= Aim of the task =
Go to the line that contains "Expected: one point per instance of the small" and transcribe from there to the end of the entries, that line and the last one included.

____

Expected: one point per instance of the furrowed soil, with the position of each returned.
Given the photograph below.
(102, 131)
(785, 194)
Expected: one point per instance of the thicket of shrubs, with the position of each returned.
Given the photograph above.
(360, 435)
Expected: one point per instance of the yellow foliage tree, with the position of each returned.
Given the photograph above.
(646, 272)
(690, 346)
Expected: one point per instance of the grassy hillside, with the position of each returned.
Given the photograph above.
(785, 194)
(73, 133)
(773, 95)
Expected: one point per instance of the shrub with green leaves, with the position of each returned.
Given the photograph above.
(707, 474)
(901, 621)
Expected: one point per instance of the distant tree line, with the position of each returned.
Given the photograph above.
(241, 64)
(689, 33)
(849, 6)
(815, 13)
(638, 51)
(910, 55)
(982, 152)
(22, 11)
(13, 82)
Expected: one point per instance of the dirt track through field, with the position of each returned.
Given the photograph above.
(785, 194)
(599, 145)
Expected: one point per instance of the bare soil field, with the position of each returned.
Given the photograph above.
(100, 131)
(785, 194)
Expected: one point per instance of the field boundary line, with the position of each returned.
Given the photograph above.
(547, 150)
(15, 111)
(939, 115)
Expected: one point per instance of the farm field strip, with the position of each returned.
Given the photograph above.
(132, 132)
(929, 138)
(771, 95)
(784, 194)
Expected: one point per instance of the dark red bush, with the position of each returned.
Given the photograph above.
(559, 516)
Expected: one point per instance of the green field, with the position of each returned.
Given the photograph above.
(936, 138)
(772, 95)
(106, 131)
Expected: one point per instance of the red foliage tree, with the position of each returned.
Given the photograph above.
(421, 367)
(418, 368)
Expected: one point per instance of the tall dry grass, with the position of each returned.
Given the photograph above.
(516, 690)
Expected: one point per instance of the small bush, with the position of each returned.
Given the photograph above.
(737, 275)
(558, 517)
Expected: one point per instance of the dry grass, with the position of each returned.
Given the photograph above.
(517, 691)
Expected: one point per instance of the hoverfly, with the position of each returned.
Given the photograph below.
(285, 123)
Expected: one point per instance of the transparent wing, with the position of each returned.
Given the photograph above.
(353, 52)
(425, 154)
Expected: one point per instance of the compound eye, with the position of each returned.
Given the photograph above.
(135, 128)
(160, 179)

____

= Task output =
Expected: one point per instance of the small bush, with the position of each returned.
Given the photograph above.
(737, 275)
(558, 517)
Expected: one point per instance of the dry grass, with the position of each returned.
Given the photograph above.
(517, 691)
Expected: one point per instance of the hoverfly, with the position of each returned.
Given the photograph below.
(285, 123)
Expected: one point per instance of the transparent wing, with the position of each returned.
Given the photograph above.
(353, 52)
(425, 154)
Expected: one point per instance of the compound eye, with the position of each returned.
Given the photograph above.
(135, 128)
(160, 179)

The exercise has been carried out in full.